[Exercise description] Format every line of the entries below as a JSON list of strings, one string per line, and leave out any blank lines.

[Material shown]
::::::::::
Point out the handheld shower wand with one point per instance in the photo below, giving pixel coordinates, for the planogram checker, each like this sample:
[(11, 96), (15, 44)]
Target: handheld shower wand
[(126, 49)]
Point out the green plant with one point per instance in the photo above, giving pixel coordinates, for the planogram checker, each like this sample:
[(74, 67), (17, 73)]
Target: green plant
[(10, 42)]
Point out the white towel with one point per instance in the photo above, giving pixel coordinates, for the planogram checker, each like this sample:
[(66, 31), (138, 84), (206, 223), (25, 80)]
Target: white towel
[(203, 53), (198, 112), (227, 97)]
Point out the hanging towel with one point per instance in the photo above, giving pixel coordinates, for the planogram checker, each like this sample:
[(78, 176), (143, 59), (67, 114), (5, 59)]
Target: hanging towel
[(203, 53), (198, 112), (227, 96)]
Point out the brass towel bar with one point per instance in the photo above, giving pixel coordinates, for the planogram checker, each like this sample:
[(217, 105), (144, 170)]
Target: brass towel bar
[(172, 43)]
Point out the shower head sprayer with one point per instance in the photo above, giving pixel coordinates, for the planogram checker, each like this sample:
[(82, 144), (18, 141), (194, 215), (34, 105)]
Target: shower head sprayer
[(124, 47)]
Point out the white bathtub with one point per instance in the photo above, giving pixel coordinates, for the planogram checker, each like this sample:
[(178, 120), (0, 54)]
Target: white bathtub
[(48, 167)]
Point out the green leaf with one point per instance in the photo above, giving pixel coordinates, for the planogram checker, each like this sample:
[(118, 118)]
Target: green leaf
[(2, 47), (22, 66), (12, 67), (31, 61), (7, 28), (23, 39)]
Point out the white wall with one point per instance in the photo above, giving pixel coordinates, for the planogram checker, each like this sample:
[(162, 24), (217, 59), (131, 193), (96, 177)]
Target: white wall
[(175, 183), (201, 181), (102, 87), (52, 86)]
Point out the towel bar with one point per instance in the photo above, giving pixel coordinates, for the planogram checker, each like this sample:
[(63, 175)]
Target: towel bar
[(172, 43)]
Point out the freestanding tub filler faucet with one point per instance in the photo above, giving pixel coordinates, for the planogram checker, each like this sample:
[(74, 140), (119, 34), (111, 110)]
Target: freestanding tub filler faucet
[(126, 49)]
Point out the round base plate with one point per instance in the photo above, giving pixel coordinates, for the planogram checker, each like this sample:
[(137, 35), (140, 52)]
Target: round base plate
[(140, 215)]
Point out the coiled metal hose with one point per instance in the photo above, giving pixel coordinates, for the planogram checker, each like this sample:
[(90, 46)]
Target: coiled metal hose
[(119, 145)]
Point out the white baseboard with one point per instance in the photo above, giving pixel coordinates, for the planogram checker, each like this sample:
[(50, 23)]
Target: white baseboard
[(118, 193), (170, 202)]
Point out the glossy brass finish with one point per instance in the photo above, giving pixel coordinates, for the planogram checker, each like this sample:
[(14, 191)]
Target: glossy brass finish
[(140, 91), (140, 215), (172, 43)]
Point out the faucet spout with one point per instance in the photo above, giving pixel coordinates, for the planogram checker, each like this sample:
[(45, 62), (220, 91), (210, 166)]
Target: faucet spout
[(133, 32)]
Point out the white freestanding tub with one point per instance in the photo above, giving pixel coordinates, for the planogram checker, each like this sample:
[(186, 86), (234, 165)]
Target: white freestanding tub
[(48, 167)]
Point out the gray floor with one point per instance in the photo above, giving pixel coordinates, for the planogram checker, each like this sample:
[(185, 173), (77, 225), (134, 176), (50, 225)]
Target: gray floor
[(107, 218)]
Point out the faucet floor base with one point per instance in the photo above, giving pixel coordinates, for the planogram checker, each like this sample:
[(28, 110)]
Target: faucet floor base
::::::::::
[Full output]
[
  "Point out the handheld shower wand with one point per instance in the photo below, giving pixel coordinates, for the planogram checker, each like this sample:",
  "[(11, 96), (15, 44)]",
  "Target: handheld shower wand",
  "[(126, 49)]",
  "Point out the green plant with one point per instance in the photo above, giving pixel coordinates, for the planogram checker, each like this sample:",
  "[(74, 67), (17, 73)]",
  "Target: green plant",
  "[(10, 42)]",
  "Point out the white towel with one point per instance in the photo above, giving pixel coordinates, for the planogram checker, each like this sample:",
  "[(66, 31), (138, 84), (206, 223), (25, 80)]",
  "Target: white towel",
  "[(203, 53), (198, 112), (227, 97)]",
  "Point out the hanging towel with one point per instance in the photo above, giving pixel coordinates, for the planogram checker, each like this sample:",
  "[(78, 176), (143, 59), (67, 114), (5, 59)]",
  "Target: hanging towel",
  "[(203, 53), (198, 112), (227, 96)]",
  "Point out the brass towel bar with one point per instance in the photo above, giving pixel coordinates, for the planogram checker, each like this sample:",
  "[(217, 105), (144, 170)]",
  "Target: brass towel bar",
  "[(172, 43)]",
  "Point out the shower head sprayer with one point per instance in the photo above, giving pixel coordinates, for the planogram checker, each like this sample:",
  "[(82, 144), (18, 141), (194, 215), (34, 105)]",
  "Target: shower head sprayer",
  "[(124, 47)]",
  "Point out the white bathtub with one point per instance in the photo above, giving pixel coordinates, for the planogram checker, each like this sample:",
  "[(178, 120), (0, 54)]",
  "Target: white bathtub",
  "[(48, 167)]",
  "Point out the green leaf with one point per instance in the photo above, giving pixel coordinates, for the planogram checker, each like this sample:",
  "[(118, 118)]",
  "Target: green leaf",
  "[(2, 47), (22, 66), (12, 67), (31, 61), (7, 28), (23, 39)]",
  "Point out the white wall with one point per instance in the photo above, giving pixel coordinates, for the planogram checker, each like this sample:",
  "[(162, 24), (217, 59), (131, 193), (96, 177)]",
  "Target: white wall",
  "[(175, 183), (201, 181), (102, 87), (52, 86)]",
  "Point out the towel bar with one point per instance in the photo above, giving pixel coordinates, for the planogram checker, each like this sample:",
  "[(63, 175)]",
  "Target: towel bar",
  "[(172, 43)]",
  "Point out the freestanding tub filler faucet with one point per instance in the photo above, giving pixel coordinates, for the planogram checker, each like this sample:",
  "[(74, 140), (119, 34), (111, 110)]",
  "Target: freestanding tub filler faucet",
  "[(126, 49)]",
  "Point out the round base plate with one point per instance in the photo above, giving pixel coordinates, for the planogram checker, each like this sample:",
  "[(137, 35), (140, 52)]",
  "Target: round base plate",
  "[(140, 215)]",
  "Point out the coiled metal hose with one point per instance in the photo above, giving pixel coordinates, for the planogram checker, each like this sample:",
  "[(90, 46)]",
  "Target: coiled metal hose",
  "[(119, 145)]",
  "Point out the white baseboard with one point per instance in the photo above, giving pixel coordinates, for the planogram checker, each like this sample:",
  "[(50, 23)]",
  "Target: white baseboard",
  "[(118, 193), (170, 202)]",
  "Point out the glossy brass finish with one point per instance in the photo above, giving pixel coordinates, for the planogram checker, each like this sample:",
  "[(14, 191)]",
  "Target: glossy brass finish",
  "[(140, 91), (140, 215), (172, 43)]",
  "Point out the faucet spout with one point per instance in the photo above, giving pixel coordinates, for the planogram checker, each like this sample:",
  "[(45, 62), (220, 91), (210, 166)]",
  "Target: faucet spout",
  "[(133, 32)]",
  "Point out the white freestanding tub with one point per instance in the photo above, giving pixel coordinates, for the planogram checker, each like this sample:",
  "[(186, 86), (234, 165)]",
  "Target: white freestanding tub",
  "[(48, 167)]",
  "Point out the gray floor with one point per instance in the photo above, giving pixel coordinates, for the planogram checker, each like this sample:",
  "[(185, 173), (77, 225), (134, 176), (50, 225)]",
  "Target: gray floor",
  "[(107, 218)]",
  "Point out the faucet floor base with one point per instance in the photo above, giving pixel coordinates, for the planogram checker, each like this sample:",
  "[(28, 110)]",
  "Target: faucet floor base"
]